• **Work instructions**
Write out precisely the lines beginning with the line that contains "Could you point out the window" and ending with the last line of the entries, and no other lines.

[Stored items from a collection]
▶

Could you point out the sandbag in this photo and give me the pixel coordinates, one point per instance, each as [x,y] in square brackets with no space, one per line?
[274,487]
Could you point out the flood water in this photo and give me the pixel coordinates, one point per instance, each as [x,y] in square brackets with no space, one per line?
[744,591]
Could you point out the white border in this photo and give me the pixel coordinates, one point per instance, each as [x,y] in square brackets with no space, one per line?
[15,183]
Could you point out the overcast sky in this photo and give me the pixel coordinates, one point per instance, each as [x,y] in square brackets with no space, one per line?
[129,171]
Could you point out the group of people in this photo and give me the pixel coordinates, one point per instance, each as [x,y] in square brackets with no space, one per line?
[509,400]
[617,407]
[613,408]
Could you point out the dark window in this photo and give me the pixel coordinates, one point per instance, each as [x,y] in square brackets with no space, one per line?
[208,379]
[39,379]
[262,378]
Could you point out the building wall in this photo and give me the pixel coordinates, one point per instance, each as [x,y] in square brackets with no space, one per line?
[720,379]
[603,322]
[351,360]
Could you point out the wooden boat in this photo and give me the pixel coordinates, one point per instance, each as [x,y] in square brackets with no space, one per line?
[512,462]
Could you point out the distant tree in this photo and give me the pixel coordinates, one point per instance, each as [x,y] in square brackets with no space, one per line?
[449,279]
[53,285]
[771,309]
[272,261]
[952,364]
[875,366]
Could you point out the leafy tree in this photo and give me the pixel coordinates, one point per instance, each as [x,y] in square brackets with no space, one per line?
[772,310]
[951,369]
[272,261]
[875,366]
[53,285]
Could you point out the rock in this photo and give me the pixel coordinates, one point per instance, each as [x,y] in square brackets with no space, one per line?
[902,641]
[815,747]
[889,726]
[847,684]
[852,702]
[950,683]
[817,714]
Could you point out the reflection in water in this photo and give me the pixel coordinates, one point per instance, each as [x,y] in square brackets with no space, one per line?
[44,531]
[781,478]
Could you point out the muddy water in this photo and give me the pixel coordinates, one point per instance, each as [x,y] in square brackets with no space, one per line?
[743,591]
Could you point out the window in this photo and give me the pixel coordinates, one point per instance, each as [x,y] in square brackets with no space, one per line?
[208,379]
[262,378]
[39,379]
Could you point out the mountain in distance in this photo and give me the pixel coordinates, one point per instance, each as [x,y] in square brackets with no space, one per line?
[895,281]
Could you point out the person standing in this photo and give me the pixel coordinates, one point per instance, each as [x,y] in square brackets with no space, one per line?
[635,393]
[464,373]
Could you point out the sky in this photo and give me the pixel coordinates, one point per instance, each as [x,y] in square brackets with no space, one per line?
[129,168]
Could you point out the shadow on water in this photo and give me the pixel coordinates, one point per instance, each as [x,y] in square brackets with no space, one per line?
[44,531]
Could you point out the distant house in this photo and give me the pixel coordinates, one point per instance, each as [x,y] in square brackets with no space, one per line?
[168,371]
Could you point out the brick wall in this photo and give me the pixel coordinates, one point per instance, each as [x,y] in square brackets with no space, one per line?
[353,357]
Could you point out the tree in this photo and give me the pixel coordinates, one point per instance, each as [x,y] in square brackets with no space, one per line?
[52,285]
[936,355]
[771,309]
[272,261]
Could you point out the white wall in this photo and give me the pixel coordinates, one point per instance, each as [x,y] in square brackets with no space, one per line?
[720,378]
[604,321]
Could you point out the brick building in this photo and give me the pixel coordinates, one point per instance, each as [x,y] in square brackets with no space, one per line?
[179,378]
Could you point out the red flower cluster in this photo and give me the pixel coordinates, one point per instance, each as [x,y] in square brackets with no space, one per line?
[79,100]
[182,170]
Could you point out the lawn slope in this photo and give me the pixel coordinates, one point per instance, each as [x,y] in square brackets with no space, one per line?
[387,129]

◀

• **Response**
Could you point out the window in this photo and give me the pixel coordinates, one point per instance, each as [x,y] in square brackets with no space, one per line?
[208,379]
[262,378]
[39,379]
Could you point out the mountain in distance in this photo and give me the pixel coordinates, one point per instance, each as [x,y] in square brackets with no space, one per line?
[895,281]
Could you point out the person standing in this photo and give me the pixel coordinates, one point per instance, each as [x,y] in square brackets with no space, one per line?
[635,393]
[464,373]
Could you point out the sky in this photo and give me the pixel coordinates, one point per instance, each as [x,y] in square brackets with no space, one per line?
[129,168]
Could you point out the shadow on water in this photo and give me the pixel coordinates, one point per instance, each as [x,y] in square brackets with no space, one per line?
[44,531]
Could you point out the distant house in this photo and give me the pixel coordinates, one point per instance, each as [x,y] in square brackets with no space, one per line?
[168,371]
Could you point out the brick wall in this photo and give me the pixel coordinates, one point per instance, each as [x,y] in square brackets with no space, one per line?
[353,357]
Could you point out the tree in this photo and give me the pixel coordinates, one point per instance, each as [x,y] in square brackets with no space, one per line?
[52,285]
[936,355]
[771,309]
[272,261]
Could you point out the white wall in this photo and give me the pixel coordinates, one point per instance, each as [x,y] in square brackets with no space, one per line?
[720,378]
[604,321]
Could you point out the brick building in this photo and give me the pixel coordinates, one point per instance, each as [x,y] in square brackets with no space, one per line?
[179,378]
Could you point out the red flower cluster in this photo and give me the pixel coordinates, one point per instance, each as [x,y] in square brackets with no space, one per line?
[79,100]
[182,170]
Could you point out the lawn slope in this photo and give me the pixel coordinates, one point per instance, each as [x,y] in square brackets with no space, one per line?
[387,129]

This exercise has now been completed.